PROBLEM TO WORK ON: Pictures found in the material must be left out, and every line returned as written.
+---+
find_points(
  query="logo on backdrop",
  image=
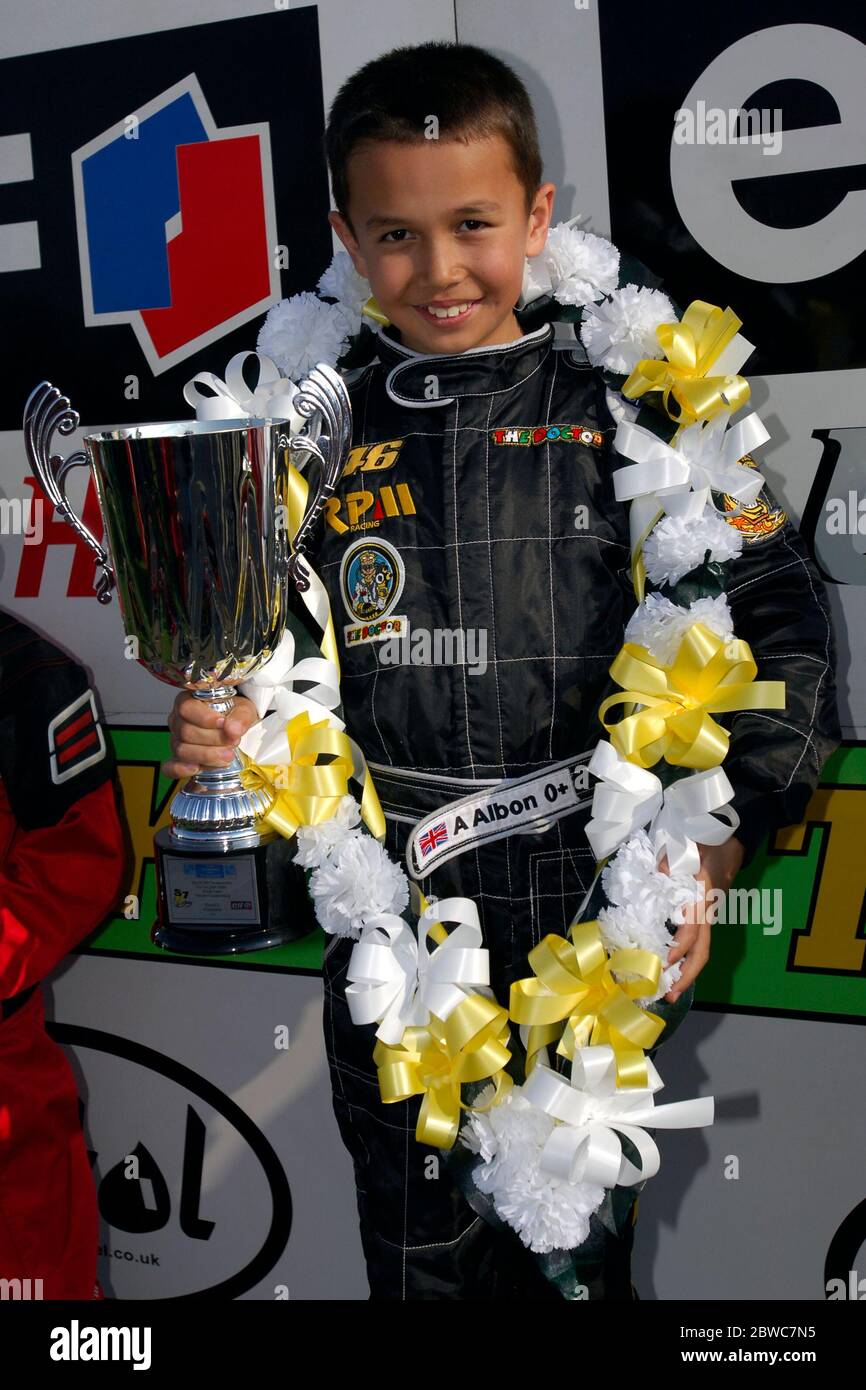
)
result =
(163, 243)
(779, 239)
(834, 519)
(170, 1161)
(157, 193)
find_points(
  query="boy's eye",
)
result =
(401, 232)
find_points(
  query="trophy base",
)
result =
(214, 902)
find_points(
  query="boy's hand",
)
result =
(719, 868)
(203, 738)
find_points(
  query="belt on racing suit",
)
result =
(491, 811)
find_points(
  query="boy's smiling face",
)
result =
(441, 225)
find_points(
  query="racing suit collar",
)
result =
(477, 370)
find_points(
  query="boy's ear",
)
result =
(540, 218)
(346, 236)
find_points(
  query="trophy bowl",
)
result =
(199, 549)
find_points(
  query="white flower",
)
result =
(677, 545)
(644, 901)
(302, 331)
(622, 331)
(633, 880)
(659, 626)
(319, 843)
(355, 883)
(580, 266)
(546, 1212)
(341, 281)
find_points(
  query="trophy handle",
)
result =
(323, 391)
(45, 412)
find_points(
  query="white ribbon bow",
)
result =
(585, 1146)
(399, 982)
(626, 798)
(234, 399)
(679, 477)
(275, 680)
(695, 812)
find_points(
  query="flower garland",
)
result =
(549, 1153)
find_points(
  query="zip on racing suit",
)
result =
(460, 510)
(61, 870)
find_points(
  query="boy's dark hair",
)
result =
(471, 93)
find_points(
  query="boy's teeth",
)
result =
(446, 313)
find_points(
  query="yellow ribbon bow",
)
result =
(435, 1059)
(373, 310)
(574, 980)
(691, 348)
(307, 791)
(709, 674)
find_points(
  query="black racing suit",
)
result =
(469, 527)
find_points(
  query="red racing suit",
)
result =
(63, 868)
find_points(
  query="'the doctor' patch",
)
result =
(548, 434)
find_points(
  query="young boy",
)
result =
(485, 542)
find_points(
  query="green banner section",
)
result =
(794, 940)
(788, 938)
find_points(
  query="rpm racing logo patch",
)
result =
(363, 509)
(371, 578)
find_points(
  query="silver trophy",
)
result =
(203, 566)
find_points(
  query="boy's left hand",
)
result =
(719, 868)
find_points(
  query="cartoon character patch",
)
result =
(371, 580)
(761, 520)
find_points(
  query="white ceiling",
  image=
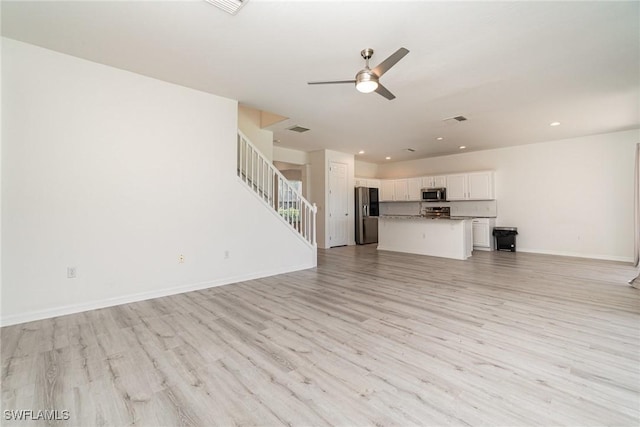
+---+
RESULT BELOW:
find_points(
  query="logo on backdrop",
  image=
)
result =
(163, 243)
(779, 239)
(834, 519)
(170, 1161)
(157, 193)
find_points(
  query="boy's eye",
)
result =
(401, 232)
find_points(
  query="trophy base",
)
result =
(214, 902)
find_points(
  query="boy's hand",
)
result =
(719, 868)
(203, 738)
find_points(
  query="belt on racing suit",
)
result =
(491, 811)
find_points(
  query="boy's smiling face",
)
result =
(441, 225)
find_points(
  query="racing suit collar",
)
result =
(477, 370)
find_points(
  query="boy's ear",
)
result =
(540, 218)
(346, 236)
find_points(
  query="trophy bowl",
)
result =
(199, 549)
find_points(
  query="white flower",
)
result =
(677, 545)
(644, 901)
(302, 331)
(622, 331)
(633, 880)
(659, 626)
(319, 843)
(355, 883)
(580, 266)
(546, 1212)
(341, 281)
find_points(
  query="trophy handle",
)
result =
(323, 391)
(45, 412)
find_points(
  query="white ribbon bow",
)
result =
(585, 1146)
(399, 982)
(626, 798)
(234, 399)
(679, 477)
(275, 680)
(695, 812)
find_points(
  query="flower garland",
)
result =
(549, 1153)
find_points(
  query="zip on racing suit",
)
result =
(460, 510)
(61, 870)
find_points(
  query="boy's dark hair",
)
result =
(471, 93)
find_points(
  query="boy's teeth",
)
result =
(446, 313)
find_points(
  query="yellow ribbon bow",
)
result =
(435, 1059)
(373, 310)
(574, 980)
(691, 348)
(307, 791)
(709, 674)
find_points(
  query="black racing suit",
)
result =
(469, 527)
find_points(
  query="red racing suit",
)
result =
(63, 868)
find_points(
  query="'the doctor' patch",
)
result =
(548, 434)
find_points(
  query="young boy",
)
result =
(485, 542)
find_points(
  query="green banner section",
)
result =
(794, 940)
(788, 938)
find_points(
  query="rpm racing logo patch",
)
result =
(363, 509)
(371, 578)
find_points(
  query="silver trophy",
)
result =
(203, 566)
find_points(
  query="boy's left hand",
)
result =
(719, 868)
find_points(
  query="cartoon character patch",
)
result =
(371, 580)
(761, 520)
find_points(
  query="white ceiling",
  image=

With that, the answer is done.